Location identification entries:

★ ★ ★ ★ ★

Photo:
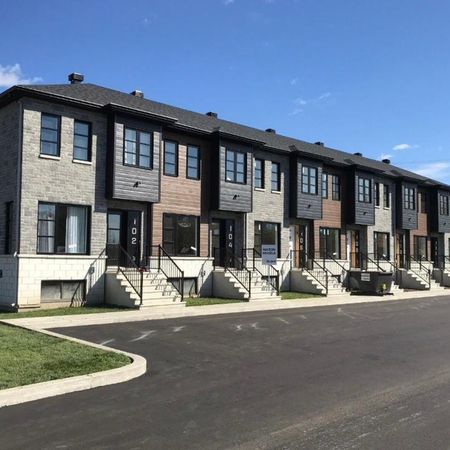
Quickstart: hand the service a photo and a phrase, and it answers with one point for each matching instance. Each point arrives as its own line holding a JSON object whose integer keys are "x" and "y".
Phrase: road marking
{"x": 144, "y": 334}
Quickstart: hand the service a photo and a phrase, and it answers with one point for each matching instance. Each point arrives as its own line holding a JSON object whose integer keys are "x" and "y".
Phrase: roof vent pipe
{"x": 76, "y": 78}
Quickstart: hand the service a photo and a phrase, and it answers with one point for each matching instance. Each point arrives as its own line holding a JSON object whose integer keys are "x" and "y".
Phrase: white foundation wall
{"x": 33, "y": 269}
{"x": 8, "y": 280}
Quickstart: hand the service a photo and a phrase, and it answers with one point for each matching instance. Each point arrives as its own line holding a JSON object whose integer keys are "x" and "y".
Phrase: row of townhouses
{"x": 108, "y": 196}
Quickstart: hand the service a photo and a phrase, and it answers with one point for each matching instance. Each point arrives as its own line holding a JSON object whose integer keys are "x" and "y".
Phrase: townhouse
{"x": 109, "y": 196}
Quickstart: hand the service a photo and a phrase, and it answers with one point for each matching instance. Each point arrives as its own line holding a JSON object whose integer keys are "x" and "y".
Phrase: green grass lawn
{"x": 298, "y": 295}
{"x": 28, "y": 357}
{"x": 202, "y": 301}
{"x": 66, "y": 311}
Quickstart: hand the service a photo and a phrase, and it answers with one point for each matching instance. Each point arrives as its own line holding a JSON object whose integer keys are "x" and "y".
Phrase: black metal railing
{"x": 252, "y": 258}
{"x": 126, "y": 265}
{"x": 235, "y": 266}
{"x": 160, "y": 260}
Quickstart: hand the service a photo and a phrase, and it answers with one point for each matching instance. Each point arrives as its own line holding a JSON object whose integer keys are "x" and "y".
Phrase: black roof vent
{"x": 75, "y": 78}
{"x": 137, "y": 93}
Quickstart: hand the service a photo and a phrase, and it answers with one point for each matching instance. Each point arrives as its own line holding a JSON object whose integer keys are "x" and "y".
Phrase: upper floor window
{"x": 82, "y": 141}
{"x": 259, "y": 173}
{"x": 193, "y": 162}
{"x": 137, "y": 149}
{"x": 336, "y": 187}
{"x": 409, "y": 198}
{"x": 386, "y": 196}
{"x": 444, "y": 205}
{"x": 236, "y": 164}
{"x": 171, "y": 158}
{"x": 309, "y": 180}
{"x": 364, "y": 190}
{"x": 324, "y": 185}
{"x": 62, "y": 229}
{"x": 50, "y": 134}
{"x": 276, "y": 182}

★ ★ ★ ★ ★

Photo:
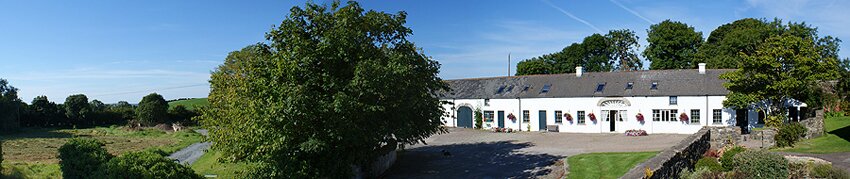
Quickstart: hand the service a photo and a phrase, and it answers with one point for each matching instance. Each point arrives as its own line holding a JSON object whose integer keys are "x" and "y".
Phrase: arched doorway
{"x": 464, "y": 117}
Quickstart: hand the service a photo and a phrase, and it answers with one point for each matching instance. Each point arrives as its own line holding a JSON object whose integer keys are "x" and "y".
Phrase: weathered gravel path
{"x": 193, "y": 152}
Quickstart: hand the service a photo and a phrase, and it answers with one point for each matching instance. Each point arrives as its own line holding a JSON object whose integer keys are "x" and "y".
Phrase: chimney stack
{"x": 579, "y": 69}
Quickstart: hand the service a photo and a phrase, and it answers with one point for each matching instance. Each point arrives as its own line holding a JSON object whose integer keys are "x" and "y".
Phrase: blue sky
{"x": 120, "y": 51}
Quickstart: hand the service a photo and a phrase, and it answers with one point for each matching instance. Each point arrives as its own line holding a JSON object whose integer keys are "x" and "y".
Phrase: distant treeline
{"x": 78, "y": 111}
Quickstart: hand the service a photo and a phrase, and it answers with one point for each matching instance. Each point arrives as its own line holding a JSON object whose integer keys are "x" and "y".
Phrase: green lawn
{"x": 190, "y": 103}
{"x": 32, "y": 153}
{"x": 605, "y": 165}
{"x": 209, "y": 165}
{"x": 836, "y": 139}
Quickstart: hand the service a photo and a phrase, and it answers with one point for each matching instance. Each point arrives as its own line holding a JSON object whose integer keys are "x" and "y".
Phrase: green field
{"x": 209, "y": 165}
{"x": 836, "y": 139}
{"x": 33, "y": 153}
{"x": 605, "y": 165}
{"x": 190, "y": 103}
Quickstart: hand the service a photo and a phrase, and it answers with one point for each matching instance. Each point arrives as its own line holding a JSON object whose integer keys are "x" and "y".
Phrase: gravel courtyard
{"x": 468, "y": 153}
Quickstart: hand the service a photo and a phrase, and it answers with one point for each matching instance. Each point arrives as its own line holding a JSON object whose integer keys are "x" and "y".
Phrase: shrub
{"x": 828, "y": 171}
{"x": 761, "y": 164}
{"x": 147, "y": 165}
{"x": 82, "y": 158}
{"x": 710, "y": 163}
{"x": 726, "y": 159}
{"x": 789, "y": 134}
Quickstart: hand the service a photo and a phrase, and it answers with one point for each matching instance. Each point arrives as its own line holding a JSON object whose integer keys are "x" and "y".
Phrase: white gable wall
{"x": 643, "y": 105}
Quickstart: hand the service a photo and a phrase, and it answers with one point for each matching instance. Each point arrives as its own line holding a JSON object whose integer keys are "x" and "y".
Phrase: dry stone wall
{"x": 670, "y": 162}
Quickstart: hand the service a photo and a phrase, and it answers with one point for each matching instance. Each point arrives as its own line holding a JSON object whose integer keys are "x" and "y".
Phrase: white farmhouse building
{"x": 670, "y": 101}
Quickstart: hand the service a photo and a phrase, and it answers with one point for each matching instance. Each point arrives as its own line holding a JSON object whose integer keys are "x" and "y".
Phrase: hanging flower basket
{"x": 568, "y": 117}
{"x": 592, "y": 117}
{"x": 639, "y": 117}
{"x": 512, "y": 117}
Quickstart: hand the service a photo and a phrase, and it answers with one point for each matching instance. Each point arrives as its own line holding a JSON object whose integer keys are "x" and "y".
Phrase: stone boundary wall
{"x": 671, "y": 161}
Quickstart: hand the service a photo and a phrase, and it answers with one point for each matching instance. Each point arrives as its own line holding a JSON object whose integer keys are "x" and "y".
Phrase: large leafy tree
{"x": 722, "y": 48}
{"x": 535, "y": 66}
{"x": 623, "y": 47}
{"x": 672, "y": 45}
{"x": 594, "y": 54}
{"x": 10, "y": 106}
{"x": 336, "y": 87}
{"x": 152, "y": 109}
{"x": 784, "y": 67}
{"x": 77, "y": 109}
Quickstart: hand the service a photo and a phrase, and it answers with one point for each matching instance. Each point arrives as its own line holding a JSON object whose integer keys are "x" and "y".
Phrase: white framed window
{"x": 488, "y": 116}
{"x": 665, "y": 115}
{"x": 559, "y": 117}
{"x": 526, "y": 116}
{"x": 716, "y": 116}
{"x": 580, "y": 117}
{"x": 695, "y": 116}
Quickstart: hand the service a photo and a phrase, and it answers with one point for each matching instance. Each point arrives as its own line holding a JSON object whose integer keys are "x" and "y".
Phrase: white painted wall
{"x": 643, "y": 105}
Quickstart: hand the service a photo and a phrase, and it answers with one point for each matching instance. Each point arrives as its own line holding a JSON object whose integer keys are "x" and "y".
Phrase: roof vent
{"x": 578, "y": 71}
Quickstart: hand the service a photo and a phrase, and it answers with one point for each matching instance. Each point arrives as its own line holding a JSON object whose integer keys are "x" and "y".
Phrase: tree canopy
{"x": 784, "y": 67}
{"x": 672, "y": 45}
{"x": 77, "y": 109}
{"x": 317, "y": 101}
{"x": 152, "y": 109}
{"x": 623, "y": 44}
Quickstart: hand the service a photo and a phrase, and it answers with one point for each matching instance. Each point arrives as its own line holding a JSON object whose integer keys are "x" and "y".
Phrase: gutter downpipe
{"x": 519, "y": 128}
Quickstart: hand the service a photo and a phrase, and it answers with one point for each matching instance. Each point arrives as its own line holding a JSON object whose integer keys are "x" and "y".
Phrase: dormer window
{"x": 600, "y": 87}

★ ★ ★ ★ ★

■ EXERCISE TASK
Return every line of the entries that contains the word "window", treating uppercase and lowercase as different.

■ IN RESPONSE
Phrase: upper floor window
Phrase: white framed window
Phrase: dormer window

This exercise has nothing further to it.